Integrare l’integrazione
Molti scrittori, scribacchini, pennivendoli, poeti o “poetucoli”, preferiscono la notte per inoltrarsi nel viale buio dello scritto, limando, levigando, mimando, sostituendo termini, suffissi, e imprecazioni varie.
Al ritorno dal viale oscuro, spesso e volentieri raggiungo a piedi, tempo permettendo, il solito bar, per il primo caffè del giorno.
Stamane la mente mi si è bloccata sul verbo integrare, non tanto per l’etimologia del termine, ma perché quasi mai entra nei miei lavori, finanche nelle cosette scritte in gioventù, neanche nei copioni improvvisati per il teatro dei poveri.
Ho cercato un motivo, ma niente, ho pensato persino che il verbo integrare fosse meno incisivo dei suoi sinonimi, tipo completare, perfezionare, adeguare, arricchire, aggiungere, ecc ecc.
Come capita, sempre spesso e volentieri, ho smesso di pensarci quando mi hanno servito il caffè e dall’altra parte sono entrati 4 ragazzi Senegalesi assonnati, vestiti da lavoro e già con la sigaretta accesa. “A me un caffè lungo macchiato con latte freddo”, “io un cappuccino con il decaffeinato e un bicchiere d’acqua frizzante”, “io un vetrino con poca schiuma” e l’ultimo un caffè normale.
In quel momento ho capito perché nelle mie corbellerie è proibito il verbo “integrare”, “integrarsi” o il luogo comune “gli immigrati si devono integrare”, “dobbiamo dare loro l’opportunità di integrarsi”.

---+---

_Attività da svolgere_:
**A.** Modifichi il brano sul verbo integrare nella parte compresa tra "Integrare l’integrazione" e "caffè del giorno.", estremi inclusi, sostituendo "notte" con "sera".
**B.** Prosegua il brano sul verbo integrare dal punto in cui si interrompe.
Le righe riportate di seguito provengono da una fonte diversa.

---+---

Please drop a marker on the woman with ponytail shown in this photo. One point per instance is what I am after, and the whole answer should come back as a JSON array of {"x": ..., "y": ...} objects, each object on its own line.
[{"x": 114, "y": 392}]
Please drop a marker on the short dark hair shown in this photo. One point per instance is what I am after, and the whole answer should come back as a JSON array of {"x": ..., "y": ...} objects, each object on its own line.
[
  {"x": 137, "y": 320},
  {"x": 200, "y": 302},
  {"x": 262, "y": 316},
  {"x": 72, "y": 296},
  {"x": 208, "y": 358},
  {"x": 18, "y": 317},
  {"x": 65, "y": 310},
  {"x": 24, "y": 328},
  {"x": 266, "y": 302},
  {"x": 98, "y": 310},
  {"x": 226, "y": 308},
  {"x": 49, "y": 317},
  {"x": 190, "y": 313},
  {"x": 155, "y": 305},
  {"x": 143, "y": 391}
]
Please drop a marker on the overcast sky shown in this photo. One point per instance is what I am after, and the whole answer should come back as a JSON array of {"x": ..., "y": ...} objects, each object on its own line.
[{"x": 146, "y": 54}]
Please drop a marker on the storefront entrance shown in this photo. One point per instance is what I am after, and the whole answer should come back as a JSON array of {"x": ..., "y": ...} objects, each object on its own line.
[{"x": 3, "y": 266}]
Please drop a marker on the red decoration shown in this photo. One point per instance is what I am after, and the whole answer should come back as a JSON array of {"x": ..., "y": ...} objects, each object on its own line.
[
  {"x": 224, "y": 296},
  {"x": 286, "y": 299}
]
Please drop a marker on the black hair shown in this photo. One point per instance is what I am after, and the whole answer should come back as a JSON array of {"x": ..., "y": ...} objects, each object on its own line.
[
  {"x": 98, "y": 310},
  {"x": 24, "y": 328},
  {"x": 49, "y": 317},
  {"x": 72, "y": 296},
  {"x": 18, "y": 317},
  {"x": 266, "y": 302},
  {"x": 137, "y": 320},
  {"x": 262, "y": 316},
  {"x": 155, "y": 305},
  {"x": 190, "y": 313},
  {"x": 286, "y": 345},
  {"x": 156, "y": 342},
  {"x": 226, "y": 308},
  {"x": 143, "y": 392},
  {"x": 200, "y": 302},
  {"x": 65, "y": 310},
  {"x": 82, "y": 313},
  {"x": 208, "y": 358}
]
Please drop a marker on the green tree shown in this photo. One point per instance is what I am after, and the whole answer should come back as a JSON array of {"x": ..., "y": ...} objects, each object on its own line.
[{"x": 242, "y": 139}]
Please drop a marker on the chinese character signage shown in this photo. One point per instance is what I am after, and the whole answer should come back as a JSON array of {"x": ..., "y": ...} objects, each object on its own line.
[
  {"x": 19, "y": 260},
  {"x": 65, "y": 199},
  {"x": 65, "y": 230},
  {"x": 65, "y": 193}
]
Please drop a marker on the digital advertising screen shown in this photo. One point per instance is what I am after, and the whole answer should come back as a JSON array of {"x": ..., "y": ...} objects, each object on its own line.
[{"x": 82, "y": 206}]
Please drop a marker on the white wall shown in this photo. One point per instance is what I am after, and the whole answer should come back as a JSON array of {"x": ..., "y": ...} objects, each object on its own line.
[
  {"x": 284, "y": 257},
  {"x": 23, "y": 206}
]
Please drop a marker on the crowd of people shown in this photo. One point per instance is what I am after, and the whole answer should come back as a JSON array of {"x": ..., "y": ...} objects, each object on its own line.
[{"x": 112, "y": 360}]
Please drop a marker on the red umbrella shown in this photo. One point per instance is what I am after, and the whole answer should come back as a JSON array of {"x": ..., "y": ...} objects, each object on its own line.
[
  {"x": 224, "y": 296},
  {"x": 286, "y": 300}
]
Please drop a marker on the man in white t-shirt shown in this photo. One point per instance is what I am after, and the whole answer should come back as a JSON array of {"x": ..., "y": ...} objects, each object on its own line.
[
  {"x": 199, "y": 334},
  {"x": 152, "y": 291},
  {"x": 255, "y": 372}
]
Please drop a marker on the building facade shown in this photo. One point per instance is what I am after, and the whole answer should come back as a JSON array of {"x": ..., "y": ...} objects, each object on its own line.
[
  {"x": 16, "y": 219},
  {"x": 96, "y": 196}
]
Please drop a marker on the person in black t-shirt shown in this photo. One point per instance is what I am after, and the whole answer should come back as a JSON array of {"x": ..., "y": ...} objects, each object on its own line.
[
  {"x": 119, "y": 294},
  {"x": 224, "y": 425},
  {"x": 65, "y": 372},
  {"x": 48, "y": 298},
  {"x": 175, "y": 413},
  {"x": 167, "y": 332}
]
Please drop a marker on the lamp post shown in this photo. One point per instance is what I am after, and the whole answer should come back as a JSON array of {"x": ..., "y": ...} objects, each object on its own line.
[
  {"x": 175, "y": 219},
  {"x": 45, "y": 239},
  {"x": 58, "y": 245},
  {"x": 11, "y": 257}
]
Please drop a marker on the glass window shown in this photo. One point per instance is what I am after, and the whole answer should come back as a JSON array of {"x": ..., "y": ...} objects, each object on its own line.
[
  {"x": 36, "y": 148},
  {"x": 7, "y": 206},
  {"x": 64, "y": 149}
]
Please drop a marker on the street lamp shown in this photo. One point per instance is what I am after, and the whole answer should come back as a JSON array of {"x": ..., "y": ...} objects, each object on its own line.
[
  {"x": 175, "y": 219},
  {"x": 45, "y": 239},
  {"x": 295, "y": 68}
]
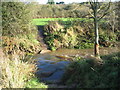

---+---

_Risposte_:
**A.**
Integrare l’integrazione
Molti scrittori, scribacchini, pennivendoli, poeti o “poetucoli”, preferiscono la sera per inoltrarsi nel viale buio dello scritto, limando, levigando, mimando, sostituendo termini, suffissi, e imprecazioni varie.
Al ritorno dal viale oscuro, spesso e volentieri raggiungo a piedi, tempo permettendo, il solito bar, per il primo caffè del giorno.

**B.**
La vocina interna ha iniziato il suo sproloquio “eccoli! Li volevamo come noi e lo stanno diventando, li volevamo lindi e pinti, con jeans e magliette bieche, ora sono quasi tutti così.
Hanno sfidato la morte, magari sono arrivati fino alla sala d’aspetto dell’estrema condanna, per diventare come noi”.
Finalmente ho capito, integrazione, integrare, integrarsi sono opzioni che odio, perché nessuno dovrebbe chiedere all’altro di integrarsi, di somigliare, di rifinire i modi per essere un suo simile. Inserirsi in un contesto sociale, politico, culturale, accettando i costumi, la mentalità non è un passo avanti, specie in sistemi immondi, sporchi e vigliacchi.
Il cavallo selvaggio deve essere domato, per sottometterlo all’uomo; così come l’immigrato deve integrarsi affinché venga sottomesso, per non essere alla pari.
Portano i nostri stessi panni e pagano le nostre stesse tasse, ora che sono quasi italiani, mi accorgo quanto sia folle, prevaricante e violenta l’integrazione. Integrare è un verbo che difficilmente entra nel mio strimpellar comune e ne sono umilmente felice, preferisco gli affini: adeguarsi, uniformarsi, sottomettersi, conformarsi, piegarsi, rassegnarsi. arrendersi.
Integrare la povertà è il nuovo mistero della fede, la battaglia dove risulta perdente solo il basso reddito.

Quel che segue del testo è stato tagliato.